§ **Exercise text**
-------------------------
Our nutritionist and co-founder Ruth shares her thoughts on some of the craziest diets for 2019 and the popular weight loss plans that aren’t going anywhere quickly.
THE SNAKE DIET
What’s the skinny? The Snake Diet founded by Cole Robinson claims that fasting for extremely long periods of time (in this case at least 48 hours and sometimes 72 hours) will ‘clear the liver of toxins’ and even cure type 2 diabetes, herpes and inflammation and make you more productive. During the first phase of the diet, you survive on apple cider vinegar and ‘snake juice’ – a concoction of water, Himalayan rock salt, potassium chloride, baking soda and magnesium sulphate. During your feeding window, you’re then allowed to eat a high fat, high protein meal within 2 hours only, before starting the fasting again.
Definitely a case of snake oil rather than snake juice, and actually dangerous snake oil for that matter. Not only will you risk nutrient deficiencies, but you’ll also likely experience constipation, poor sleep, lack of focus and low mood, and when you start eating normally again will no doubt put on more weight than you’ve lost.
DETOX TEA AND SKINNY COFFEE
The Skinny Coffee Club, Bootea and other subscription weight loss drinks have shot to the top of the New Year Diet lists thanks to endorsement from instagram celebrities and influencers. The drinks claim to contain ‘fat-busting ingredients’ such as green tea extract, green coffee extract and garcinia cambogia which allegedly works as an appetite suppressant. Yet despite the claims and dramatic ‘before and after shots’ you’ll see online, there is little scientific evidence to back up the claims. Unless you’re also making changes to the food you’re eating, it’s unlikely that one cup of the drink each day will have any greater effect than a placebo.
-------------------------
§ **Dataset excerpts**
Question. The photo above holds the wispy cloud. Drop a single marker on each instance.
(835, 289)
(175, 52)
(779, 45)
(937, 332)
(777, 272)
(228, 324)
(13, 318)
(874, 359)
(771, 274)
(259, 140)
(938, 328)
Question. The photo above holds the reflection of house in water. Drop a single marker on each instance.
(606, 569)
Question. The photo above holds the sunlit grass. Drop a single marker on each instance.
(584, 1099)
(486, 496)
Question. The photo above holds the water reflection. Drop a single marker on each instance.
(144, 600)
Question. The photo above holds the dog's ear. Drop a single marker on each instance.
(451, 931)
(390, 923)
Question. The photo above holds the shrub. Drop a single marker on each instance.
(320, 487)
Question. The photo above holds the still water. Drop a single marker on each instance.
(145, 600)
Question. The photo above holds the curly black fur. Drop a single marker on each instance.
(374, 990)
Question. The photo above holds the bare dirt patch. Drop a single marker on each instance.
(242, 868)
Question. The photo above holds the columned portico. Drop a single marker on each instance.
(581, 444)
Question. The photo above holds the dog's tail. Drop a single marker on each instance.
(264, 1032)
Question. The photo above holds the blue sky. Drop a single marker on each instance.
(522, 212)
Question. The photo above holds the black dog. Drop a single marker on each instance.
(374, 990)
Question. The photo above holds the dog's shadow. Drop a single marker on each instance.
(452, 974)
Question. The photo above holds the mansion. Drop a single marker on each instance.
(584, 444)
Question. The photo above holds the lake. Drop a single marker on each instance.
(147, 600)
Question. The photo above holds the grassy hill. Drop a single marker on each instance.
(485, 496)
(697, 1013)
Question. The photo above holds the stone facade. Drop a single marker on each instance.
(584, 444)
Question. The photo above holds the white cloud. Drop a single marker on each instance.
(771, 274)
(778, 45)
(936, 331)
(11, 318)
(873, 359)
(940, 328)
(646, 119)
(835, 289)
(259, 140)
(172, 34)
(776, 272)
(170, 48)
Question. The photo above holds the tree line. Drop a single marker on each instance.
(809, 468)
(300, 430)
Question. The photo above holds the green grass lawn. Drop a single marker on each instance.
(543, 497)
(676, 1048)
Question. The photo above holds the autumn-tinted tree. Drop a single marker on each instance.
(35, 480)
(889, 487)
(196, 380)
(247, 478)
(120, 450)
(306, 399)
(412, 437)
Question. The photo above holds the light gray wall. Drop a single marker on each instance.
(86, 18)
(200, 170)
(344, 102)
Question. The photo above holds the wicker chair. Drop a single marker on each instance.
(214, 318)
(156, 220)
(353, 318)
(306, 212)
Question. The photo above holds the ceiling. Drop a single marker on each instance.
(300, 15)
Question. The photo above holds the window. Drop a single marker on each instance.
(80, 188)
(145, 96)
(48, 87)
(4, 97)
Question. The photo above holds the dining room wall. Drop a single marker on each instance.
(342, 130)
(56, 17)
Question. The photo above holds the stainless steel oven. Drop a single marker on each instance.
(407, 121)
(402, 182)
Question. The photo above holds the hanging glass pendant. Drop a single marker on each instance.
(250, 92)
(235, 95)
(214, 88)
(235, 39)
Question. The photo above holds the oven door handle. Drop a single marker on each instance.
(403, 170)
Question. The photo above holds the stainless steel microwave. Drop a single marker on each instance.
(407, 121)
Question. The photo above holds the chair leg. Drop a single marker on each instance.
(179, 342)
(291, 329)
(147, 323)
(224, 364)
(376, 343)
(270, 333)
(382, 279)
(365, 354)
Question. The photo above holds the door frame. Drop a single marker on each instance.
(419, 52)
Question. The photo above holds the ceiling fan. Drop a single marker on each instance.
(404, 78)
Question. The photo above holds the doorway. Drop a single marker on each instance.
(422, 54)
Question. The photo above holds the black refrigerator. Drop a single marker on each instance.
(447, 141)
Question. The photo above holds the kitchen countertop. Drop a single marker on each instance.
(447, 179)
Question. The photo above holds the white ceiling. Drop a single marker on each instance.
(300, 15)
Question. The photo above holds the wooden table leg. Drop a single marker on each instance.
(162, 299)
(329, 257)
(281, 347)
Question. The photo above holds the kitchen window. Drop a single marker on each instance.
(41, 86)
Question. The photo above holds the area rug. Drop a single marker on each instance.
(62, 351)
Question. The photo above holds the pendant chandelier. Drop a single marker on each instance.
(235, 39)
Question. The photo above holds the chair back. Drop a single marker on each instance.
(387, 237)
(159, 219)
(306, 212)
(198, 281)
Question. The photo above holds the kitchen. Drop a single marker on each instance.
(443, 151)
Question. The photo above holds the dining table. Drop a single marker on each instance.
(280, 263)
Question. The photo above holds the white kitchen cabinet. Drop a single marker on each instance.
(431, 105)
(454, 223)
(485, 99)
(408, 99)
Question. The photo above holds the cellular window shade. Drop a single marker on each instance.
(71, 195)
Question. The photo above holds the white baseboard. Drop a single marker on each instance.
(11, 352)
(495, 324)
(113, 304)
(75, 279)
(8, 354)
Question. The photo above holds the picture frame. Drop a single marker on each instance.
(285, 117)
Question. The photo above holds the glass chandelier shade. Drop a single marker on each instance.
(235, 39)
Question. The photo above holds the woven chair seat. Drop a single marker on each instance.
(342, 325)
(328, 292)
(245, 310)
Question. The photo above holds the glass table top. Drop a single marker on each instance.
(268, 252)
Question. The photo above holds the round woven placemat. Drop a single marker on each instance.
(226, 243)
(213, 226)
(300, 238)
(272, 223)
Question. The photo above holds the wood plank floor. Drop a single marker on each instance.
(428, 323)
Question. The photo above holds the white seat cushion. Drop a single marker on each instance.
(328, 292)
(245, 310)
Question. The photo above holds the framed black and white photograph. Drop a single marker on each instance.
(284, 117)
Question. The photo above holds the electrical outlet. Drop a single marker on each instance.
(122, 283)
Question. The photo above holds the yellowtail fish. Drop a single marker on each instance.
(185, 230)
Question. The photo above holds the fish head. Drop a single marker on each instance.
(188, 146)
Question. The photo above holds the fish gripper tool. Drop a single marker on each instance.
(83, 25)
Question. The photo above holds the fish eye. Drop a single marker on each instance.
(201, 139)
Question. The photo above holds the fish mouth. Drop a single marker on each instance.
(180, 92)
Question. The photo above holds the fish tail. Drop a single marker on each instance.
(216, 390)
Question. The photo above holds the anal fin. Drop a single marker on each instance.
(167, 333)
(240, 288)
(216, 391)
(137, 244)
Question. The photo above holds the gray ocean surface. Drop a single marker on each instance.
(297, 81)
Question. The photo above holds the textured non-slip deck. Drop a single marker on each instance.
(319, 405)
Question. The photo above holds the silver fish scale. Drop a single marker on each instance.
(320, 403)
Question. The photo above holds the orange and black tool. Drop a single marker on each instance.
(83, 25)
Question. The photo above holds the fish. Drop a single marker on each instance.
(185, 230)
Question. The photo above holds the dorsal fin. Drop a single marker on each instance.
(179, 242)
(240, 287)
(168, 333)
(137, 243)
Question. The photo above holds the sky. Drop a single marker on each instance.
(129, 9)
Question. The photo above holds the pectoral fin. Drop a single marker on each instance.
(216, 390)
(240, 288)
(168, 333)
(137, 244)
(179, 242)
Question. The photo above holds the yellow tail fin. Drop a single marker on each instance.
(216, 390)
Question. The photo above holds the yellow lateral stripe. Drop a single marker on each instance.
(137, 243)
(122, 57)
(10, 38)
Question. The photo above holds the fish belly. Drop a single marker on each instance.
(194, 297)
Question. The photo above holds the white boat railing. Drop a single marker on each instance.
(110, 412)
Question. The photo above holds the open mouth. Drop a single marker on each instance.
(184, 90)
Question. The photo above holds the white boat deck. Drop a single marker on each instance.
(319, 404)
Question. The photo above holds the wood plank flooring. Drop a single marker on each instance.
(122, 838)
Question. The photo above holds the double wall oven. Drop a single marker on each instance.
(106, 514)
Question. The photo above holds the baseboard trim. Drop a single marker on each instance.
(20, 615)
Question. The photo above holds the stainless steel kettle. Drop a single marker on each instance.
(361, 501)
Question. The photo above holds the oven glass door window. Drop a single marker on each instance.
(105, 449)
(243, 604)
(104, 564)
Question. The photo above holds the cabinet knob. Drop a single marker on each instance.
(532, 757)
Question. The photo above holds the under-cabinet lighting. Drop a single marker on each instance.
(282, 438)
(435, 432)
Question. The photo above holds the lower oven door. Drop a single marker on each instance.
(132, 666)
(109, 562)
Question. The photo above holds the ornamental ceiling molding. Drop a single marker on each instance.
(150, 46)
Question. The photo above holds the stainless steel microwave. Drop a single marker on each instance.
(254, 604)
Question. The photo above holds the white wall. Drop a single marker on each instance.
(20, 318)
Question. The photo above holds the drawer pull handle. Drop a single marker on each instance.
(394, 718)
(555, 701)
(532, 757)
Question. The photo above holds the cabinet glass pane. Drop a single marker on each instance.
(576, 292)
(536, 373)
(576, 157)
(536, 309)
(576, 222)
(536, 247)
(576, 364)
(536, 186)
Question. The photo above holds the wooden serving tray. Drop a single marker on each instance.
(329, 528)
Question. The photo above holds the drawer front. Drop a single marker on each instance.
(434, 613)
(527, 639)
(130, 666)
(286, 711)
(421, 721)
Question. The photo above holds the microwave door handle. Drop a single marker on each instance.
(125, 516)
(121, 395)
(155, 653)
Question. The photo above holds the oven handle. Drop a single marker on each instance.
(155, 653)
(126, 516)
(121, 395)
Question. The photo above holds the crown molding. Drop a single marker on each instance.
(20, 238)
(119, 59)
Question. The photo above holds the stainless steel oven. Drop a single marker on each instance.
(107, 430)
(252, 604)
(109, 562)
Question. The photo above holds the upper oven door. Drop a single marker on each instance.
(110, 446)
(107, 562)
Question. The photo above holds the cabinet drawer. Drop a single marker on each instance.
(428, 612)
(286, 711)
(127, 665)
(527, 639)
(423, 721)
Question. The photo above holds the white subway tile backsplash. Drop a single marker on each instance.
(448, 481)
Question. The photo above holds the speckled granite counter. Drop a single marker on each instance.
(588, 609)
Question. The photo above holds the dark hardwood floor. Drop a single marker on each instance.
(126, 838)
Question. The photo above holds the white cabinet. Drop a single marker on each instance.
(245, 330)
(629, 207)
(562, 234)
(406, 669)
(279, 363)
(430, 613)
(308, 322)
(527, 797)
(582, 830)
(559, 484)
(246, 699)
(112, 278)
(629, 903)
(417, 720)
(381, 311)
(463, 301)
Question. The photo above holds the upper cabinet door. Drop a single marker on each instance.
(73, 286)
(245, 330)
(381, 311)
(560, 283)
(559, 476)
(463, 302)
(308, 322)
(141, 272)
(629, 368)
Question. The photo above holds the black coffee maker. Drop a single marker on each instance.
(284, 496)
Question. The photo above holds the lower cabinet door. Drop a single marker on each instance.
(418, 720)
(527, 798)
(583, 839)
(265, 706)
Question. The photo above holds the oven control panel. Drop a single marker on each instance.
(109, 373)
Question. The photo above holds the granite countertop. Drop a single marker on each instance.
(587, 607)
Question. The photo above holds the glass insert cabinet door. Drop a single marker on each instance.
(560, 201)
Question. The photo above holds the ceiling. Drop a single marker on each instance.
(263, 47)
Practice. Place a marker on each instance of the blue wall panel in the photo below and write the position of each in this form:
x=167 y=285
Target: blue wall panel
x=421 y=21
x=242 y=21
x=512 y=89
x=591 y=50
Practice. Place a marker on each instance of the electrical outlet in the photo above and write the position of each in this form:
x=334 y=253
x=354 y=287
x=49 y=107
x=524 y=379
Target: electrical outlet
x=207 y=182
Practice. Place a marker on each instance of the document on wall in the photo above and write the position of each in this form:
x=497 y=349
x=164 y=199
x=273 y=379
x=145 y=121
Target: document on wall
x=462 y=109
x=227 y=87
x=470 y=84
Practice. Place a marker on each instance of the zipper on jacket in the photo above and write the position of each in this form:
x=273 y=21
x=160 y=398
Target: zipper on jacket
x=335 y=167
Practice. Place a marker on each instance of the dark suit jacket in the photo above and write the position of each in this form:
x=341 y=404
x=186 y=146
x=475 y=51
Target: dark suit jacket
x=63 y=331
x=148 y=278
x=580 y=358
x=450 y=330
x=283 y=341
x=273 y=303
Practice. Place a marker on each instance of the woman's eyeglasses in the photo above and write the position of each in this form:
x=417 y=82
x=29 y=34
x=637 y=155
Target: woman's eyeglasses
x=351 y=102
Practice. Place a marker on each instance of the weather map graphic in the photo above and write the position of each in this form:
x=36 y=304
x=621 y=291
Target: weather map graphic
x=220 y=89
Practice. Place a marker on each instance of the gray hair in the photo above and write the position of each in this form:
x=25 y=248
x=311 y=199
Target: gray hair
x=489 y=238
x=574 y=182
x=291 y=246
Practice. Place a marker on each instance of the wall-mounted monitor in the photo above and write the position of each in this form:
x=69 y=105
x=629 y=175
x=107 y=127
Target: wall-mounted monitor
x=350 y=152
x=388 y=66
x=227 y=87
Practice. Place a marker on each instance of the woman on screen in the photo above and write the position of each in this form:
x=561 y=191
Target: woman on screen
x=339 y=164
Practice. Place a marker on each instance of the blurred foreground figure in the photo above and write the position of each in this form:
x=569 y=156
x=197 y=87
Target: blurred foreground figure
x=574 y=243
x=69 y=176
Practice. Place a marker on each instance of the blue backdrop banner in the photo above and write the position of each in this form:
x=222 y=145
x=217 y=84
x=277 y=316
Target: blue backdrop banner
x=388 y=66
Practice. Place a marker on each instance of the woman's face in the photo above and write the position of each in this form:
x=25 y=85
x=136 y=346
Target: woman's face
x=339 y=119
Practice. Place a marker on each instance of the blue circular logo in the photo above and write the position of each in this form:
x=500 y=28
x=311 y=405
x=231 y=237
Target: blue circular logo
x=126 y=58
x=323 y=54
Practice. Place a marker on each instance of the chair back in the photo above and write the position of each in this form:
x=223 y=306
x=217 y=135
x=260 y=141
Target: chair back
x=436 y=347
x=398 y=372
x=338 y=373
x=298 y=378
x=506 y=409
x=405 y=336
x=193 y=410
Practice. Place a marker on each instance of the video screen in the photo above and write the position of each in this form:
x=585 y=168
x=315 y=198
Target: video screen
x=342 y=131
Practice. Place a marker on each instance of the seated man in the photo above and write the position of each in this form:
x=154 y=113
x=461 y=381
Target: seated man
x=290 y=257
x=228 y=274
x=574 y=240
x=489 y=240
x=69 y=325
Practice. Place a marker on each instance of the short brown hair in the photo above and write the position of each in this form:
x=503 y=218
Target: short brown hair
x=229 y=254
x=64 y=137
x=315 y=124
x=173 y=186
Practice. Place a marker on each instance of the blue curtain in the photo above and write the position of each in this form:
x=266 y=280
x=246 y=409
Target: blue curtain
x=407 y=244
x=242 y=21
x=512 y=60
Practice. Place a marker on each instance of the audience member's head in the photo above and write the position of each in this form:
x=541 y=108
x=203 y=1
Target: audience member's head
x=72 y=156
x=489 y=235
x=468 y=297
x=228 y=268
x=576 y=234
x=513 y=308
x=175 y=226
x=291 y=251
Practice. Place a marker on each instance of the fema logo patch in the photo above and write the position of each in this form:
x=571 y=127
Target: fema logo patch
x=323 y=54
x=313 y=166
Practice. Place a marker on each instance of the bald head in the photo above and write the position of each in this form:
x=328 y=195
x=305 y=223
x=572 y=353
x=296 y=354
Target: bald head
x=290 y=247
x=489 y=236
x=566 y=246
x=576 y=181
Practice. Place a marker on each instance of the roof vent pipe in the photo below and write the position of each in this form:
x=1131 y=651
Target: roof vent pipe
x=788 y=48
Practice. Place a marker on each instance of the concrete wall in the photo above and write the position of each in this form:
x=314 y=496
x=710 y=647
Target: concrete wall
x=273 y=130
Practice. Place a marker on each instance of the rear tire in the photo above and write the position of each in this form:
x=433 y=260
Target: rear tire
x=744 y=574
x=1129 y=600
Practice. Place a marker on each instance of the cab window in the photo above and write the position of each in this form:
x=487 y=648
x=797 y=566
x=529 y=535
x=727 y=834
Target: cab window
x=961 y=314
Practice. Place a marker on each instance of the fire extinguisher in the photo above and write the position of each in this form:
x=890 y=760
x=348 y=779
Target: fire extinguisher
-------------------------
§ **Problem to work on**
Please answer these questions about the diet article above:
(a) At minimum, how long does the Snake Diet's fasting last?
(b) According to the article, what happens once someone on the Snake Diet starts eating normally again?
(c) Which ingredient in the weight loss drinks allegedly works as an appetite suppressant?

§ **Result**
(a) At least 48 hours.
(b) They will no doubt put on more weight than they lost.
(c) Garcinia cambogia.